BEGIN DATA
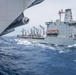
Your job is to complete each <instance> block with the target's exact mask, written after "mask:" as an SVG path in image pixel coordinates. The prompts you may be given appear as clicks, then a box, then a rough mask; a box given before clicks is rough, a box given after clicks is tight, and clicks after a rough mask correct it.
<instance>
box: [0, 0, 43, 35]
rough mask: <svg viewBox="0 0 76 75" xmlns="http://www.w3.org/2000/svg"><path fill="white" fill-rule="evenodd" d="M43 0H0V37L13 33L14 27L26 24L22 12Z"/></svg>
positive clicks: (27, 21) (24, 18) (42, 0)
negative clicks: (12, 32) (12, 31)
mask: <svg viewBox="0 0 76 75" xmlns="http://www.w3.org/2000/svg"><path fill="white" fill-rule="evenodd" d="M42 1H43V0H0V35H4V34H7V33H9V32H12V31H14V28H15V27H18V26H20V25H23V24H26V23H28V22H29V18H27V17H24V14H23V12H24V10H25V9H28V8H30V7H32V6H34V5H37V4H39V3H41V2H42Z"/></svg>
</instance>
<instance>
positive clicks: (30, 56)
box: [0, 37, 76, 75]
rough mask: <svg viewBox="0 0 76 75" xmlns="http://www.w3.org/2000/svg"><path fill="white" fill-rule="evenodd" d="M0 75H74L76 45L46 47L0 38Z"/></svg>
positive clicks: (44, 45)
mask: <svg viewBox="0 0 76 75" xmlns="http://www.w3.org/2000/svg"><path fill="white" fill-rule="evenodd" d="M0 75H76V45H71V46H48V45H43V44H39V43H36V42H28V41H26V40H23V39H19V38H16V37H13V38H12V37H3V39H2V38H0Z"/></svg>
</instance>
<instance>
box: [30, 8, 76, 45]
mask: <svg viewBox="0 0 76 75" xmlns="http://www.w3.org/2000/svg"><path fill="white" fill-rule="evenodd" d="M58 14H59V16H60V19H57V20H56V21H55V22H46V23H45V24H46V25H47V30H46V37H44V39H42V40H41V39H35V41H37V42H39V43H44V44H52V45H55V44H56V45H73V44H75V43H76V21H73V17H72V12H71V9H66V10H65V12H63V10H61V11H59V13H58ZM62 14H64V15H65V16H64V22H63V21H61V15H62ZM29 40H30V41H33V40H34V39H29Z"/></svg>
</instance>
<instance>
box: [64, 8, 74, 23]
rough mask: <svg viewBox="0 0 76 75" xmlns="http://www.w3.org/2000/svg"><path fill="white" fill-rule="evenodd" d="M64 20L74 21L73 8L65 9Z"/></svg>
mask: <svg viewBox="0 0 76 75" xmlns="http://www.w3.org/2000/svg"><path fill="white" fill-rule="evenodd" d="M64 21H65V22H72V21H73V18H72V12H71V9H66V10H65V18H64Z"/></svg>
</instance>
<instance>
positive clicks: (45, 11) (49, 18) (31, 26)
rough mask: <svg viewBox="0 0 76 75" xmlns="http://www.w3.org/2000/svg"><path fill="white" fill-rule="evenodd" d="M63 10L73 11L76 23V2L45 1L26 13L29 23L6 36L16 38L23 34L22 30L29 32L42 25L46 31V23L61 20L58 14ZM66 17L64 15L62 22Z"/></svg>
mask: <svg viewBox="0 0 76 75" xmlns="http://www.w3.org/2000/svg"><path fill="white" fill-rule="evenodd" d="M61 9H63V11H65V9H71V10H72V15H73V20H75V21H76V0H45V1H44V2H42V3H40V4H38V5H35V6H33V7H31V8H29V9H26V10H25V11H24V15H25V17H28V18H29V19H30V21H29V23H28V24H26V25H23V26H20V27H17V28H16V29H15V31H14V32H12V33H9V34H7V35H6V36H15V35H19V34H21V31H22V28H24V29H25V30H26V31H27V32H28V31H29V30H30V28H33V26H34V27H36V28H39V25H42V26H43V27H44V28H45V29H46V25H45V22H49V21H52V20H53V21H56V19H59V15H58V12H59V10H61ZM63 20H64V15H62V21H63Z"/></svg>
END DATA
BEGIN DATA
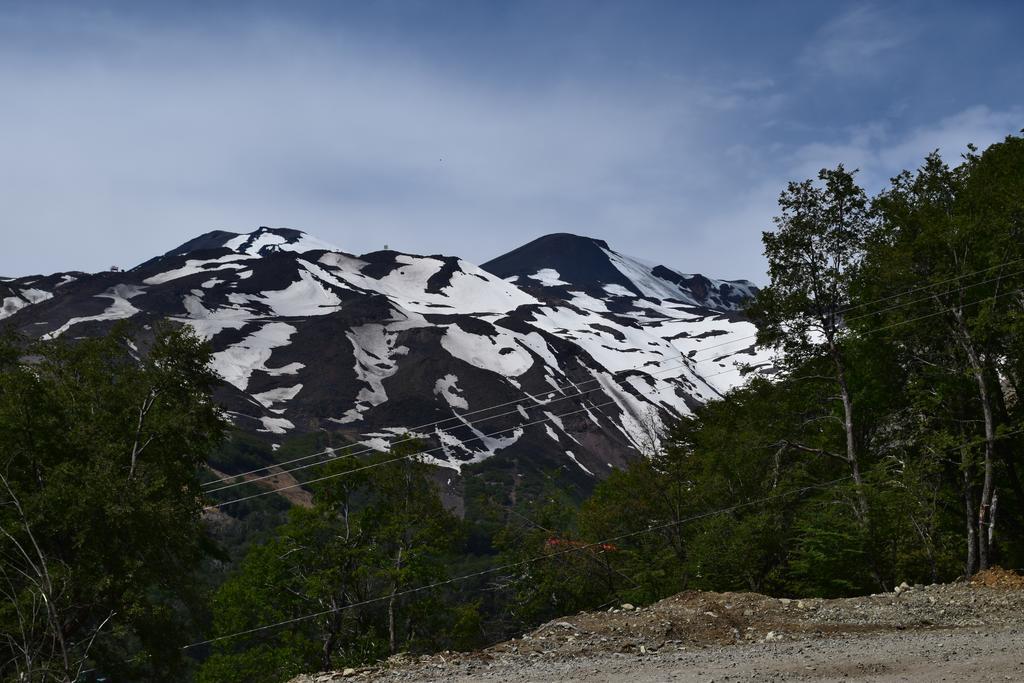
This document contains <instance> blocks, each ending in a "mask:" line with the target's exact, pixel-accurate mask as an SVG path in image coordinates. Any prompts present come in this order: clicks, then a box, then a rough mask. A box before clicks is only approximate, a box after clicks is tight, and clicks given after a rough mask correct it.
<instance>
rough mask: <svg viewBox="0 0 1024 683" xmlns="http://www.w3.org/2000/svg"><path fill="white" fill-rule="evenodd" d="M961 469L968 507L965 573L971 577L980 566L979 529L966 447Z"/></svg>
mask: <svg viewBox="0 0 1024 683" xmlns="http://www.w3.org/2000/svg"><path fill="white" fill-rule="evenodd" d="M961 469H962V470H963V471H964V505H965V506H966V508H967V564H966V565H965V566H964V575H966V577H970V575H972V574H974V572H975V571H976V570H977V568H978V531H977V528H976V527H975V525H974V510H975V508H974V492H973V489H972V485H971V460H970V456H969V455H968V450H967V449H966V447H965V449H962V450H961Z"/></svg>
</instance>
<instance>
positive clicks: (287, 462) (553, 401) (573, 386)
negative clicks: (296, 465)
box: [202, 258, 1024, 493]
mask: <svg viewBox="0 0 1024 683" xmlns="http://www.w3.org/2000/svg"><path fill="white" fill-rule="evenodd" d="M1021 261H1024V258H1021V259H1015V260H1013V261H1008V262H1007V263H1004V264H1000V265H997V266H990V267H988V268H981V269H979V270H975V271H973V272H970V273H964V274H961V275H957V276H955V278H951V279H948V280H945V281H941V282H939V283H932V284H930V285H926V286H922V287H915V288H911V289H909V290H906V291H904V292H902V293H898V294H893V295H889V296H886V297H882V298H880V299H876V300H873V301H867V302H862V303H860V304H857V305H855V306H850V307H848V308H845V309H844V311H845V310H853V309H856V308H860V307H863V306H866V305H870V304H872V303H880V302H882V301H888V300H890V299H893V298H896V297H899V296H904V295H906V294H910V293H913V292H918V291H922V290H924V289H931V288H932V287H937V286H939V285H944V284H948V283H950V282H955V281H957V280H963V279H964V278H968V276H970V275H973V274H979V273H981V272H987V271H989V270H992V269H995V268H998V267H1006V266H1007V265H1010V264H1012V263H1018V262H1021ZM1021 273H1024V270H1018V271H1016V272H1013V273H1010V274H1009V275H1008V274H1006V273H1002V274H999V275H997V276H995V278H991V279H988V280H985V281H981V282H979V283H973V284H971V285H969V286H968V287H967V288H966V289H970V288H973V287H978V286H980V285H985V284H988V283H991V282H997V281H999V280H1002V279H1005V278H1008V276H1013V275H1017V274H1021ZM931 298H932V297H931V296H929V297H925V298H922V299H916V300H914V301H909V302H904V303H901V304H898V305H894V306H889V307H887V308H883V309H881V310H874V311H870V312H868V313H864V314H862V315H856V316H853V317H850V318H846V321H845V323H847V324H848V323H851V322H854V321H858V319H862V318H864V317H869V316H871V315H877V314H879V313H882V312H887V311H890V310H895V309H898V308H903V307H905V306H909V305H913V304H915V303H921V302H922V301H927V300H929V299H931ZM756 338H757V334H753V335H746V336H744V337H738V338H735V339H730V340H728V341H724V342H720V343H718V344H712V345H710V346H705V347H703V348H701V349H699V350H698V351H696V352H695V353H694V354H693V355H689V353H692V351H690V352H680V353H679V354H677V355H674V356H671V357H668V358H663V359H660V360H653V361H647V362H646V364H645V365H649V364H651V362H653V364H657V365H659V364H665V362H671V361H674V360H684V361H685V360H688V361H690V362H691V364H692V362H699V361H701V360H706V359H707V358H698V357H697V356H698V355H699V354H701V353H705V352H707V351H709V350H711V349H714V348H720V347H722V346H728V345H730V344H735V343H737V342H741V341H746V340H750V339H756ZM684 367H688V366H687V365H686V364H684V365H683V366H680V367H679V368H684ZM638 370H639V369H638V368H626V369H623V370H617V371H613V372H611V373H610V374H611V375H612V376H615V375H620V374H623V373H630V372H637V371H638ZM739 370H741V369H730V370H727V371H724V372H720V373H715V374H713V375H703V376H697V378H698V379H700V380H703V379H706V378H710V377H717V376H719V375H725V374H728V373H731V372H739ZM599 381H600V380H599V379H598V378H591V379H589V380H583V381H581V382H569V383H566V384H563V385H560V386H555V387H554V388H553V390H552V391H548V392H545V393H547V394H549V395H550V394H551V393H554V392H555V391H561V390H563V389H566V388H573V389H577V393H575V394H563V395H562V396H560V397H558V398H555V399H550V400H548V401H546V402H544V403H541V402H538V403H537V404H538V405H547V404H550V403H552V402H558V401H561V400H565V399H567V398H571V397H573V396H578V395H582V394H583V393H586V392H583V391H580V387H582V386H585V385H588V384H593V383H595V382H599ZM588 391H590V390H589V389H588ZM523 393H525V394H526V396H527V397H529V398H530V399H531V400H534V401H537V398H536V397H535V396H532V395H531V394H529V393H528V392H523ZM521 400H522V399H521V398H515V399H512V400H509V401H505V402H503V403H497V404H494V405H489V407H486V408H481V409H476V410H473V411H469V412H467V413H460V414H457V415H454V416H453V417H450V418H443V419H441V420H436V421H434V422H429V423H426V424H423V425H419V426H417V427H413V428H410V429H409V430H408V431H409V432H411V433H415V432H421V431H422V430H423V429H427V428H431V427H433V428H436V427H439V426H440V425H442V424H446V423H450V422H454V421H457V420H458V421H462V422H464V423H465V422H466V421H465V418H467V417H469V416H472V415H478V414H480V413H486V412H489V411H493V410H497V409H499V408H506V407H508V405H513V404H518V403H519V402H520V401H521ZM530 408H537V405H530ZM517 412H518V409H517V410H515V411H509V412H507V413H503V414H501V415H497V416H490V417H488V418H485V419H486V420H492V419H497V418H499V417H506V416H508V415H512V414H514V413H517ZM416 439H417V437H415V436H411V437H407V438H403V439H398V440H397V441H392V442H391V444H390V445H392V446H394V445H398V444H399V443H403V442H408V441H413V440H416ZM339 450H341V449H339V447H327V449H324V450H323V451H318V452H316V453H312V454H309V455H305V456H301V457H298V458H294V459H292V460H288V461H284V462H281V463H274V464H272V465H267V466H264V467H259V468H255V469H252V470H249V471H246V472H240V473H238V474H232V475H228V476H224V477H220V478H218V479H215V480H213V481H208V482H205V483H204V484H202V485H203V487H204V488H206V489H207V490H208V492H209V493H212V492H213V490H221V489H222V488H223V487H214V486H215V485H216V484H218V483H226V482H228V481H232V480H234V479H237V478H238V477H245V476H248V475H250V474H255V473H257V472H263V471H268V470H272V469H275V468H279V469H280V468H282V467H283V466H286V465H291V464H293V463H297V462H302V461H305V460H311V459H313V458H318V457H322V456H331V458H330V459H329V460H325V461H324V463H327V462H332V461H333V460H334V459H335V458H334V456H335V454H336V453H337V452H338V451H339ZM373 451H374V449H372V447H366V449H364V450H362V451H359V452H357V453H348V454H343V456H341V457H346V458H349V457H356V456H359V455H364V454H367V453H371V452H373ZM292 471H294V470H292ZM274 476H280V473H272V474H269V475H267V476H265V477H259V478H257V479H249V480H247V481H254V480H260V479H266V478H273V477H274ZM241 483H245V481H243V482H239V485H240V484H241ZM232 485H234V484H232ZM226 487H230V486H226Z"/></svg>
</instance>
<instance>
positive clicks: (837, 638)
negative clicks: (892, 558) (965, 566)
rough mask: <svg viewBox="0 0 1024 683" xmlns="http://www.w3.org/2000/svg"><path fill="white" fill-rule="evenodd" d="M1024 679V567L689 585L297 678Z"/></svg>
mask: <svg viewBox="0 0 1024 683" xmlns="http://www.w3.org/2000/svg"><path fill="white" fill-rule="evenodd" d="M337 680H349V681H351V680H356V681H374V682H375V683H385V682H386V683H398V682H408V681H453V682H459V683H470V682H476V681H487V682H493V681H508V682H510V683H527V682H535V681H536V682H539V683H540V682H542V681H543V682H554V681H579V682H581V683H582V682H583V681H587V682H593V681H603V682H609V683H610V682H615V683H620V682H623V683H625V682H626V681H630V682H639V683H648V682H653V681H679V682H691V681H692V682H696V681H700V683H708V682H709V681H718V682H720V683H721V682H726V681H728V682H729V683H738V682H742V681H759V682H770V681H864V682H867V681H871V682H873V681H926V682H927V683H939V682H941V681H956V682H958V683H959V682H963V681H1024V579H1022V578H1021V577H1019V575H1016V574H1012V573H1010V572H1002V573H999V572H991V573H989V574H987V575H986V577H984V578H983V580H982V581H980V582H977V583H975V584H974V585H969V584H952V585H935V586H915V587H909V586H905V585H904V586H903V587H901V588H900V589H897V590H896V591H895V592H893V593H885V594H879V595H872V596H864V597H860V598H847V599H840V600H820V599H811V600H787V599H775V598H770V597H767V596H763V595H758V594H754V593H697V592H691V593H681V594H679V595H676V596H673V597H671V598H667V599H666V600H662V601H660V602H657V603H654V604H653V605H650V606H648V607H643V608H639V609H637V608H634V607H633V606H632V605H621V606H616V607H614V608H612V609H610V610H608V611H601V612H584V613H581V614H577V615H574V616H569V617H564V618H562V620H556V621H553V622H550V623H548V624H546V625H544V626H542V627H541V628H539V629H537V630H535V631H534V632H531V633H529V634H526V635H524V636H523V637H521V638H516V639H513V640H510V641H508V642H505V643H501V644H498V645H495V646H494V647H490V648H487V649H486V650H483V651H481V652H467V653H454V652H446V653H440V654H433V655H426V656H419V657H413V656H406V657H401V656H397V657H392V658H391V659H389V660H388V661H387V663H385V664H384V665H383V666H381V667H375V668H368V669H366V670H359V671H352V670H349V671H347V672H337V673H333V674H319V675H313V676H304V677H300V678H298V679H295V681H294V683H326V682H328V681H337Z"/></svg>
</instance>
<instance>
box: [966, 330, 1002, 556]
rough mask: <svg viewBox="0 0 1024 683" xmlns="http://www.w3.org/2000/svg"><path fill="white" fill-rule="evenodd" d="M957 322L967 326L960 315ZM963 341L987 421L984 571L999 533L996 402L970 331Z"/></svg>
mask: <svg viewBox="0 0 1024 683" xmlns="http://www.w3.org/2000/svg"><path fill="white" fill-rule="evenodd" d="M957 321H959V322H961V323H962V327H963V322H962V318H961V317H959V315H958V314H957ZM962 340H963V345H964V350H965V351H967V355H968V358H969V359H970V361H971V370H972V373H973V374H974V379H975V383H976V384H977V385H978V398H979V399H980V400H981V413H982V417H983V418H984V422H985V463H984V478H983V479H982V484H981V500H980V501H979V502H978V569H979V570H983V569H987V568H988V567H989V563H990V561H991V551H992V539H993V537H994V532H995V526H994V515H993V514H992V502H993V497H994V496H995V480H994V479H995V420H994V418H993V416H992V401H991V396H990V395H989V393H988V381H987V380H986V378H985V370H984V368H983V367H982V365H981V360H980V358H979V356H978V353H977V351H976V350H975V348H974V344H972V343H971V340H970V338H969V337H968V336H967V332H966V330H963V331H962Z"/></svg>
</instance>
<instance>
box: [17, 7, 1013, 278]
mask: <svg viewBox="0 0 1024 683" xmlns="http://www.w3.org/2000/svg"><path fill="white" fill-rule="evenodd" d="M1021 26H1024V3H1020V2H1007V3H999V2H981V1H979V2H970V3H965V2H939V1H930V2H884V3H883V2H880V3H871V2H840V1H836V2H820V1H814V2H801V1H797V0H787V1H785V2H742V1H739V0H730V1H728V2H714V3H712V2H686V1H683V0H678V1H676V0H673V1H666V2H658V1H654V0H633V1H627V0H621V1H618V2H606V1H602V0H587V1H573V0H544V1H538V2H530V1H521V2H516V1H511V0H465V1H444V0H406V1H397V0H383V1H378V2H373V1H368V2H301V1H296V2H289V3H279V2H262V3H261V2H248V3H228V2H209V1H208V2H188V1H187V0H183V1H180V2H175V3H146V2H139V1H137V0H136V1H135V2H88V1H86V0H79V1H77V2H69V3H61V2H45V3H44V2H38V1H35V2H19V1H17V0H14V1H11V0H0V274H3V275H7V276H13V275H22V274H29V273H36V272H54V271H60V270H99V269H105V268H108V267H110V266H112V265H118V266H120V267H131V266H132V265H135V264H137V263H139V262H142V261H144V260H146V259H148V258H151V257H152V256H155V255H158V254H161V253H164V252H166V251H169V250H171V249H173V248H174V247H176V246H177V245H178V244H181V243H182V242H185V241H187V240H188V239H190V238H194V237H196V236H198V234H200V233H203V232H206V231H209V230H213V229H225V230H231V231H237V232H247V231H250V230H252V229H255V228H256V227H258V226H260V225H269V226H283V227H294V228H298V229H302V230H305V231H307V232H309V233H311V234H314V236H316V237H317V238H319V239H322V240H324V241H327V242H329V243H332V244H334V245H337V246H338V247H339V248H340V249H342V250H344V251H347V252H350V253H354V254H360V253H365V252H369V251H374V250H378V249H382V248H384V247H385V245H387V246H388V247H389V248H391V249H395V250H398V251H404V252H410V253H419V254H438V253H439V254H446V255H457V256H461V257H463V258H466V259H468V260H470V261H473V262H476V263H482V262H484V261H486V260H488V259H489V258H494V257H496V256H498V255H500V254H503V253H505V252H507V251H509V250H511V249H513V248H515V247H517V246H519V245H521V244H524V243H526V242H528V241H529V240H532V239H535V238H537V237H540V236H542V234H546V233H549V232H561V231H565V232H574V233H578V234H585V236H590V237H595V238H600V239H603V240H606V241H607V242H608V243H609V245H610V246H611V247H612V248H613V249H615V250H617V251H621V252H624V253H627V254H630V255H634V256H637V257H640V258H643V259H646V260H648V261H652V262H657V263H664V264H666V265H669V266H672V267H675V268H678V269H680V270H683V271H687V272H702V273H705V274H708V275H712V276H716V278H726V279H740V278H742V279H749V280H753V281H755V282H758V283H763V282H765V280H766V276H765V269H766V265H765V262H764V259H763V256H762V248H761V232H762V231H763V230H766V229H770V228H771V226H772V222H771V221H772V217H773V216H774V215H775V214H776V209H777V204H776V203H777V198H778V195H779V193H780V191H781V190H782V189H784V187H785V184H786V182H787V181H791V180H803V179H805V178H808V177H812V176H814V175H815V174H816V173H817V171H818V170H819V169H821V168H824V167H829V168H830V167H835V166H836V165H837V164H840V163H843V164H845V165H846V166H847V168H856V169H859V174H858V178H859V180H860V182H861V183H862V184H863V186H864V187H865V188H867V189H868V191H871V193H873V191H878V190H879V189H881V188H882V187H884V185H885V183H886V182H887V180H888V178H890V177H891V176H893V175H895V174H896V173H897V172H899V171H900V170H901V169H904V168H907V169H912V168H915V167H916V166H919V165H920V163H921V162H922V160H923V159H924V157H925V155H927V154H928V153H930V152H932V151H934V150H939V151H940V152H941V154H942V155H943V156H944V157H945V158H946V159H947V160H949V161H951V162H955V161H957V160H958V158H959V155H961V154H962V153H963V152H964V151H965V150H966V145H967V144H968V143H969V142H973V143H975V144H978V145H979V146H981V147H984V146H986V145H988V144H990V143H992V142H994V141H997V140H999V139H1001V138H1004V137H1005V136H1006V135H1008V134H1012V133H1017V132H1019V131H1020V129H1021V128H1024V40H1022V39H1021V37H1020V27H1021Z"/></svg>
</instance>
END DATA
BEGIN DATA
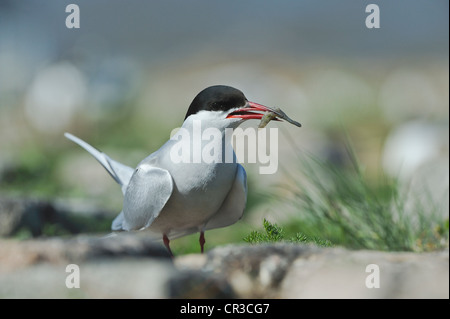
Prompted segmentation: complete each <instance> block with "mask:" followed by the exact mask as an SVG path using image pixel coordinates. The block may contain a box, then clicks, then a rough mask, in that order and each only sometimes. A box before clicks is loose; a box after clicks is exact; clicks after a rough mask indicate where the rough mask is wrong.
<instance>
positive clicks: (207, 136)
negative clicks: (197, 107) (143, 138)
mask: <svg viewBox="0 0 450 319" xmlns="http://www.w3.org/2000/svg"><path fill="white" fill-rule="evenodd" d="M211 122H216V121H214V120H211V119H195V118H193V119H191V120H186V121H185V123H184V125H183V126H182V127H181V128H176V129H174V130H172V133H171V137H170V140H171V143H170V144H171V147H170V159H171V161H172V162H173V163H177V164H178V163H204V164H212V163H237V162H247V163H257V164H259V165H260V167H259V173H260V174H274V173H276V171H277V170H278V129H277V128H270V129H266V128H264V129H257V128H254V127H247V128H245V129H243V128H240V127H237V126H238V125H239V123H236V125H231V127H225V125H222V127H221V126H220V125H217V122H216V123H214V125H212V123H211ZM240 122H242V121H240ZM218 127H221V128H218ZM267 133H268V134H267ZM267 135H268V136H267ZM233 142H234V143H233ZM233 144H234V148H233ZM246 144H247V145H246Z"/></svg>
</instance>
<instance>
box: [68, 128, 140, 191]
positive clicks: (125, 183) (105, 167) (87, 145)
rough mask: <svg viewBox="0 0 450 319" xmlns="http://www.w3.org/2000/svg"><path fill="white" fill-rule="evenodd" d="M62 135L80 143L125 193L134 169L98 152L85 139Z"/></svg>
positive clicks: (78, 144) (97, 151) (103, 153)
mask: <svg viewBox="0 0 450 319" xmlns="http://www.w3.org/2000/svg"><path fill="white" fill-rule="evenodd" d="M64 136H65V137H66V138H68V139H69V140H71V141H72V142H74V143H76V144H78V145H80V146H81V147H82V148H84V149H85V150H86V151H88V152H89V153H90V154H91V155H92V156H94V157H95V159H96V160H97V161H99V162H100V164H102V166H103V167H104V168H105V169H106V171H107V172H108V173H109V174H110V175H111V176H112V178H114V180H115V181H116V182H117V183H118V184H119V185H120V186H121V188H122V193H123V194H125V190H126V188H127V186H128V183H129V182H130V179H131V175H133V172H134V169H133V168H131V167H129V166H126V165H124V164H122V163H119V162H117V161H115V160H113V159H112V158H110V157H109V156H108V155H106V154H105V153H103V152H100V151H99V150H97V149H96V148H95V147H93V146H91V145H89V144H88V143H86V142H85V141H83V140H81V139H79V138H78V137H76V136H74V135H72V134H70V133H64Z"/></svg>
END DATA
▸ PROBLEM DESCRIPTION: Rewrite everything from the line containing "75H74L76 45L46 47L0" down to the line containing "positive clicks: (44, 45)", replacing "rough mask" with "coarse mask" and leaving the rest unchanged.

▸ SOLUTION FOR THIS EXERCISE:
coarse mask: <svg viewBox="0 0 76 75" xmlns="http://www.w3.org/2000/svg"><path fill="white" fill-rule="evenodd" d="M0 75H74L76 45L46 47L0 38Z"/></svg>
positive clicks: (44, 45)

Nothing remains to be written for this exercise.